* Start STORED ROWS *

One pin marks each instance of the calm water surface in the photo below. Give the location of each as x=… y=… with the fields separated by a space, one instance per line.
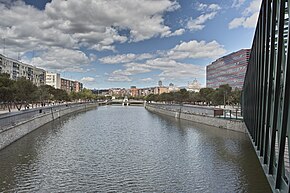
x=128 y=149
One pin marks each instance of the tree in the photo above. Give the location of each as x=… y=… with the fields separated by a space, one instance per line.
x=25 y=92
x=60 y=95
x=45 y=93
x=6 y=90
x=206 y=95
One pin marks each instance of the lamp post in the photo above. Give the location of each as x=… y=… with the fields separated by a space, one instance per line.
x=225 y=94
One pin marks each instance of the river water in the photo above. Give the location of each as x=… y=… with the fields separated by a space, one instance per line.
x=128 y=149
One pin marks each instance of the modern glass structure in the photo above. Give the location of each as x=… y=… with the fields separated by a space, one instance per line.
x=229 y=69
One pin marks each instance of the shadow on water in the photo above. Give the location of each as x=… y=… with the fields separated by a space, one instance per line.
x=231 y=147
x=128 y=149
x=23 y=153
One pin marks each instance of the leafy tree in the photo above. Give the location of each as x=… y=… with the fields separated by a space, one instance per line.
x=6 y=90
x=60 y=95
x=206 y=95
x=25 y=92
x=45 y=93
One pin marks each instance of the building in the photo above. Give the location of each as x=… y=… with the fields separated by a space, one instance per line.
x=229 y=69
x=71 y=85
x=17 y=69
x=53 y=79
x=77 y=86
x=160 y=90
x=160 y=83
x=173 y=88
x=134 y=92
x=118 y=92
x=193 y=86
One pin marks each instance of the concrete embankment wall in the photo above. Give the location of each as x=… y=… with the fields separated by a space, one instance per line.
x=15 y=130
x=235 y=125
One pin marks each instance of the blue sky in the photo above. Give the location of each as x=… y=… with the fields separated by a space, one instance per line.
x=120 y=43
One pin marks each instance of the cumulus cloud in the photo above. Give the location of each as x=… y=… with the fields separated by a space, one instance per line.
x=119 y=78
x=146 y=79
x=125 y=58
x=168 y=62
x=249 y=18
x=209 y=12
x=88 y=79
x=60 y=60
x=195 y=49
x=62 y=25
x=238 y=3
x=199 y=22
x=207 y=7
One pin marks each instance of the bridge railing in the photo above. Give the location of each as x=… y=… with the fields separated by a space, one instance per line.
x=200 y=110
x=266 y=92
x=10 y=119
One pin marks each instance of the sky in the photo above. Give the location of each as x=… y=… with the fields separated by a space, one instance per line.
x=123 y=43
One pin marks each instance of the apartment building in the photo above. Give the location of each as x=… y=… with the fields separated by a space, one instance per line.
x=17 y=69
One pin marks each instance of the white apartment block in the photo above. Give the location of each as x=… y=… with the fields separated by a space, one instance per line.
x=53 y=79
x=17 y=69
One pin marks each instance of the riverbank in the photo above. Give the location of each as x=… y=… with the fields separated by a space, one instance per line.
x=14 y=126
x=181 y=113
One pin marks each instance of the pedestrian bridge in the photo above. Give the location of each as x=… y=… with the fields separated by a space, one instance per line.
x=123 y=102
x=266 y=93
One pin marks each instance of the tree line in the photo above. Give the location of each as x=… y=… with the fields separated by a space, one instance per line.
x=224 y=95
x=22 y=92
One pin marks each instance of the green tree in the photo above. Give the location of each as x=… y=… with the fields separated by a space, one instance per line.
x=205 y=95
x=60 y=95
x=25 y=92
x=6 y=90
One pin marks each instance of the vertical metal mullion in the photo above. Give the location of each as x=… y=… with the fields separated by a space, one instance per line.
x=258 y=70
x=270 y=78
x=263 y=19
x=266 y=79
x=280 y=46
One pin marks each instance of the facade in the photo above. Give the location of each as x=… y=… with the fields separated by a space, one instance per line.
x=229 y=69
x=66 y=85
x=53 y=79
x=77 y=86
x=173 y=88
x=134 y=92
x=194 y=86
x=120 y=92
x=17 y=69
x=160 y=90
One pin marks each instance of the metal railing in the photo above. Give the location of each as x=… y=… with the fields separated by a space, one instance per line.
x=266 y=92
x=201 y=110
x=13 y=118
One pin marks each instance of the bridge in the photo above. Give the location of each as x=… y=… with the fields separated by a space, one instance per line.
x=266 y=93
x=124 y=102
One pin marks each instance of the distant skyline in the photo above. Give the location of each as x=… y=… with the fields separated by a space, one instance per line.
x=120 y=43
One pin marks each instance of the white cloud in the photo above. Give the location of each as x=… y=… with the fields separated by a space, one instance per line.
x=199 y=22
x=209 y=12
x=88 y=79
x=62 y=25
x=146 y=79
x=207 y=7
x=249 y=18
x=125 y=58
x=60 y=59
x=166 y=61
x=176 y=33
x=120 y=78
x=238 y=3
x=195 y=49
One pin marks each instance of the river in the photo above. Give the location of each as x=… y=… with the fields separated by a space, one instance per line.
x=128 y=149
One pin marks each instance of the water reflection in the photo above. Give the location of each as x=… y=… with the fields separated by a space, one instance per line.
x=128 y=149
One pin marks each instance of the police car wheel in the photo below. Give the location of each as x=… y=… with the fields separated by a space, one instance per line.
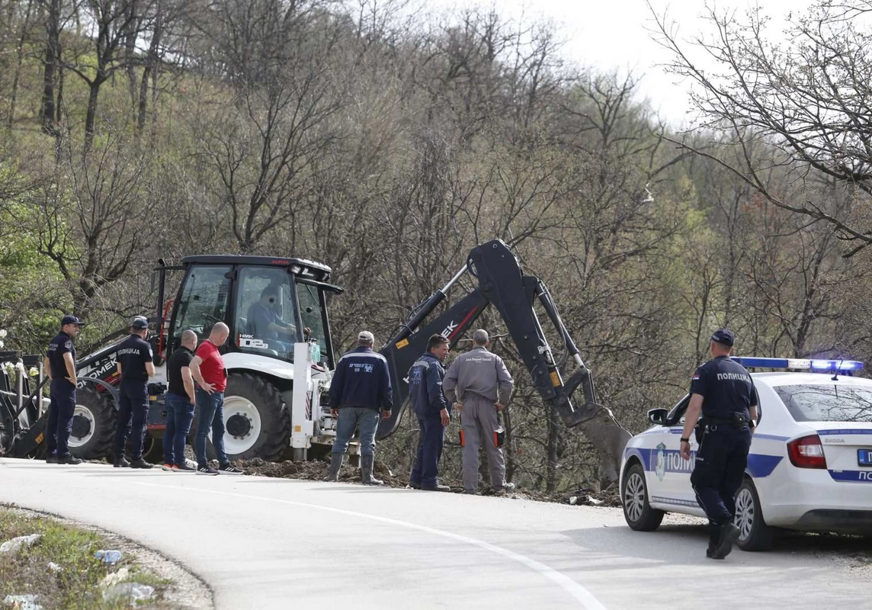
x=93 y=424
x=754 y=534
x=634 y=497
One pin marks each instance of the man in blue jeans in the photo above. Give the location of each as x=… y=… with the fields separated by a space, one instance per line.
x=433 y=411
x=361 y=387
x=207 y=368
x=180 y=401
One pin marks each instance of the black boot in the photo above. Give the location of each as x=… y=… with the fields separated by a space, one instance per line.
x=366 y=462
x=729 y=533
x=335 y=464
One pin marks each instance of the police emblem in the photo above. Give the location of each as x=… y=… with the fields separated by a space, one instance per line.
x=660 y=469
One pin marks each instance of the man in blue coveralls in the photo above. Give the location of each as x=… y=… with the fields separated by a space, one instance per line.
x=60 y=365
x=723 y=392
x=433 y=412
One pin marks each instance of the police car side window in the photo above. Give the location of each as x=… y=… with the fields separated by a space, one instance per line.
x=676 y=415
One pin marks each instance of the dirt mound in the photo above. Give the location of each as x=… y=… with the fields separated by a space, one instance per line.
x=317 y=471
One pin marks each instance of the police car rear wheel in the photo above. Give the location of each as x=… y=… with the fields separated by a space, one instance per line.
x=634 y=494
x=93 y=424
x=754 y=534
x=257 y=422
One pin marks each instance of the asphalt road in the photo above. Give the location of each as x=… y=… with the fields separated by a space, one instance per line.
x=275 y=543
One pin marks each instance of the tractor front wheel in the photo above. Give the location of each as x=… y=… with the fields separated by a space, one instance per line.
x=257 y=422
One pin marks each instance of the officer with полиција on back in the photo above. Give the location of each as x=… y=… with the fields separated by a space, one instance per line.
x=60 y=364
x=722 y=390
x=134 y=361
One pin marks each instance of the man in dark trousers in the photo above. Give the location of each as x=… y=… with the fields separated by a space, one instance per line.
x=180 y=400
x=433 y=412
x=480 y=385
x=207 y=368
x=723 y=392
x=135 y=366
x=60 y=365
x=361 y=387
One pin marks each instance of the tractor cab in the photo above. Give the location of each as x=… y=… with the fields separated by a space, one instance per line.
x=268 y=303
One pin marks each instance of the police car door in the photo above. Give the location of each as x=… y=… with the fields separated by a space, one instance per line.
x=671 y=473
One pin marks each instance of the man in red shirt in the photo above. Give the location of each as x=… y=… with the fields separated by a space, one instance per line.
x=208 y=371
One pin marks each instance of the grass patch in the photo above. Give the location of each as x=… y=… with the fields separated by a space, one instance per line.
x=77 y=585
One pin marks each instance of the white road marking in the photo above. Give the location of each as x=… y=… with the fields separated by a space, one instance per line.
x=584 y=597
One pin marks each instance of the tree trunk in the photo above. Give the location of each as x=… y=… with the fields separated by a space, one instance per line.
x=609 y=438
x=52 y=59
x=91 y=117
x=552 y=449
x=150 y=72
x=19 y=52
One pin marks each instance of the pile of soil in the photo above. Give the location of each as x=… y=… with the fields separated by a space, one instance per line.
x=317 y=471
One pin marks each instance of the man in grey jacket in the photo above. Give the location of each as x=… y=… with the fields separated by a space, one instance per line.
x=480 y=385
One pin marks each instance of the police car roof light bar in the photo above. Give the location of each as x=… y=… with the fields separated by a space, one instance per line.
x=799 y=364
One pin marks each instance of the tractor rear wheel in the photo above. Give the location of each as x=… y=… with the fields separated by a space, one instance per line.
x=93 y=424
x=257 y=422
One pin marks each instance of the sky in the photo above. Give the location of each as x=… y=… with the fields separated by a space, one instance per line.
x=614 y=34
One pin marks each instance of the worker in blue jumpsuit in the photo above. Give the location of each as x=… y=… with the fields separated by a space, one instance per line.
x=722 y=391
x=433 y=411
x=60 y=365
x=134 y=362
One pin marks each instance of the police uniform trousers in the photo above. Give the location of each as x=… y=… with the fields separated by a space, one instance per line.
x=60 y=417
x=719 y=470
x=430 y=444
x=479 y=420
x=132 y=413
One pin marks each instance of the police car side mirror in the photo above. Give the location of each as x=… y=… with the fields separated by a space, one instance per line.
x=658 y=416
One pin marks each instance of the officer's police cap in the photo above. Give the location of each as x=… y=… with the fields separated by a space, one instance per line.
x=724 y=337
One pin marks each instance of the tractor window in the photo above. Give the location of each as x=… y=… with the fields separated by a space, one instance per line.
x=203 y=301
x=312 y=315
x=265 y=312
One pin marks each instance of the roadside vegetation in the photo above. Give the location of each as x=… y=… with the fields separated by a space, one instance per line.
x=61 y=569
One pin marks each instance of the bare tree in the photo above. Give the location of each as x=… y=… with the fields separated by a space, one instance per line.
x=809 y=98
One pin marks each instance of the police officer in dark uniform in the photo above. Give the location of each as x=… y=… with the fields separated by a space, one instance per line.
x=723 y=392
x=433 y=411
x=60 y=364
x=135 y=366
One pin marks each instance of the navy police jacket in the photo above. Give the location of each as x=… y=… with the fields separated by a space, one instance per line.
x=725 y=387
x=361 y=379
x=425 y=387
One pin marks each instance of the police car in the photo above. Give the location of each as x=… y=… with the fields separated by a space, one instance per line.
x=810 y=464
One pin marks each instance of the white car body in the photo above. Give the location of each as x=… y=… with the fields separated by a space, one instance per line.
x=835 y=498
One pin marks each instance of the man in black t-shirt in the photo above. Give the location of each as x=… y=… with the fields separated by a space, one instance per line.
x=60 y=365
x=135 y=366
x=723 y=392
x=180 y=401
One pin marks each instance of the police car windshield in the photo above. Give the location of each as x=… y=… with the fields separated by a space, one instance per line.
x=827 y=402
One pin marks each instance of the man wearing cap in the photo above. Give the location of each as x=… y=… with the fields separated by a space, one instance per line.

* End STORED ROWS *

Could you write out the records again, starting at the line that has "One pin marks each instance of the building" and stopping after the line that has "x=235 y=125", swapping "concrete" for "stone" and leaving everything else as it is?

One pin marks each instance of the building in the photo above. Give the location of each as x=… y=… with the fields separated by a space, one instance per line.
x=229 y=69
x=71 y=85
x=17 y=69
x=53 y=79
x=77 y=86
x=160 y=90
x=160 y=83
x=173 y=88
x=134 y=92
x=118 y=92
x=193 y=86
One pin marks each instance of the stone embankment wall in the photo above. Give the location of each as x=… y=… with the fields separated by a space, one instance per line.
x=15 y=130
x=235 y=125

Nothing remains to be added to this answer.